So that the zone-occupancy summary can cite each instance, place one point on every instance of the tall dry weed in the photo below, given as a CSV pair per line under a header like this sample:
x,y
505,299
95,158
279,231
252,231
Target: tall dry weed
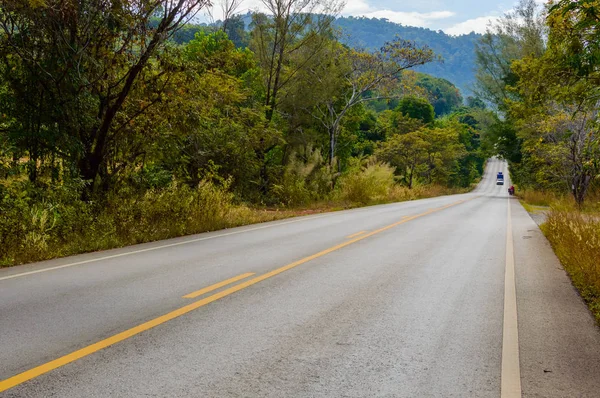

WORK REQUIRED:
Render the lines above as a numbered list with no blank lines. Leave the picture out of the answer.

EXERCISE ANSWER:
1. So that the zone-occupancy summary can cite each instance, place one point on every instance of the tall dry weed in the photo below, given as a CSV pair per line under a header like this sample:
2. x,y
3. 505,299
4. 95,158
5. 279,231
6. 252,231
7. Target: tall dry weed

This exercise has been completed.